Excerpted text:
::::
On 20 May 2019, the results of the project were presented. This took place initially during a conclusive seminar in Stockholm, followed by a 150-page book called 'Media and Local Elections' and lastly in a debate article on Dagens Nyheters debate page, DN Debatt.

The project demonstrates that social media and mobile platforms have changed fundamentally as media use has changed. The researchers and authors of the report - Lars Nord at Mid Sweden University and Gunnar Nygren and Sanna Volny at Södertörn University - determined that the local media has lost its previously obvious position with respect to coverage of local elections.

However, the news media has not been replaced by social media, it has been complemented by it. News is still gotten from traditional media to a high degree, where information from the political parties is communicated, distributed and debated.

The study also shows that it is decisive for the debate and involvement in social media that there are hot political issues in election. A clear example is the hospital dispute in Sollefteå, where the local Facebook page called Framtidens sjukhus with over 14,000 members became a driving force in opinion-building and thus strengthened the local political debate.

Even if social media - primarily Facebook - has led to a more complex and divided media consumption, there is also democratic benefit when more people can share the media's content and the parties' messages.
'We still live in a world where local news has value, but the what that it reaches people has changed,' says Lars Nord, professor of media and communications.
::::
Complete the following:
1. Using the excerpt on media and local elections, explain why social media brings a democratic benefit despite making media consumption more complex and divided.
2. From the excerpt on media and local elections, copy the passage from "Even if social" to "media and communications." word for word.

Data block:
::::
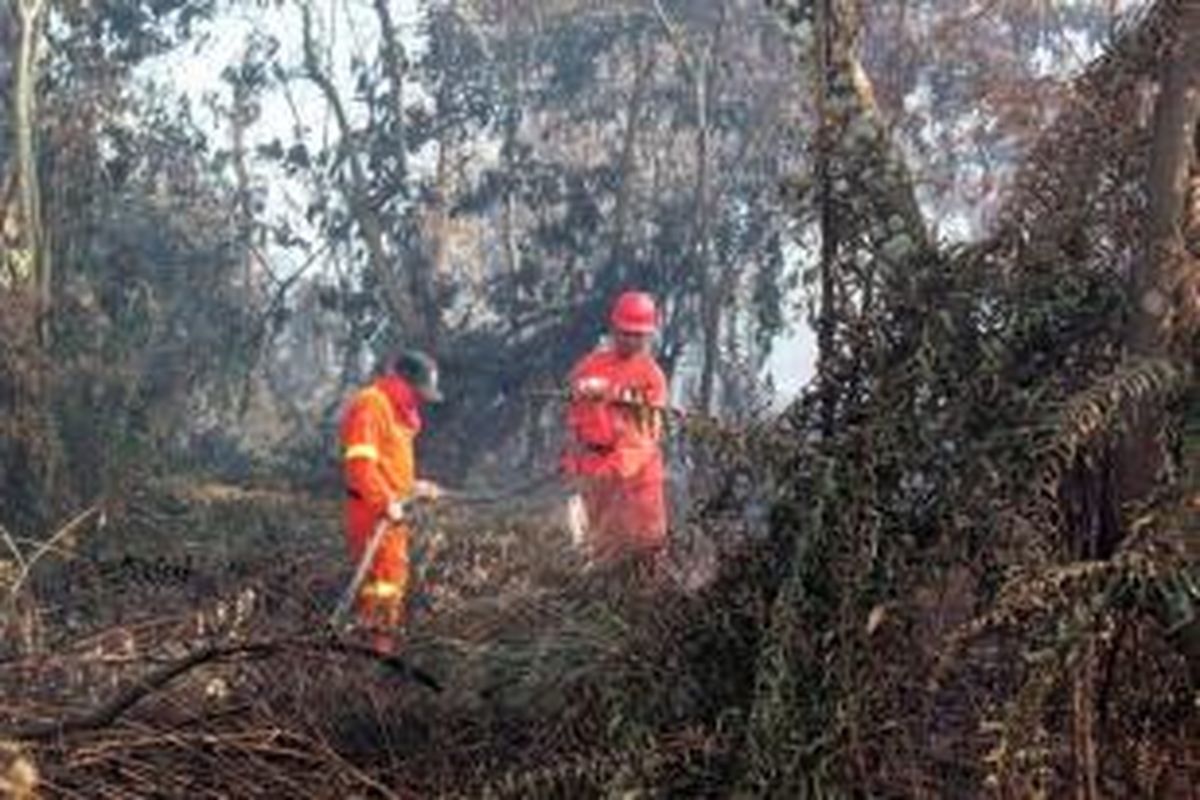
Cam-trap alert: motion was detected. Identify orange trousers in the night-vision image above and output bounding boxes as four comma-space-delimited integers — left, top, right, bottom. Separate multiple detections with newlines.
346, 499, 409, 649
::::
Written responses:
1. Social media brings a democratic benefit because more people can share the media's content and the political parties' messages.

2.
Even if social media - primarily Facebook - has led to a more complex and divided media consumption, there is also democratic benefit when more people can share the media's content and the parties' messages.
'We still live in a world where local news has value, but the what that it reaches people has changed,' says Lars Nord, professor of media and communications.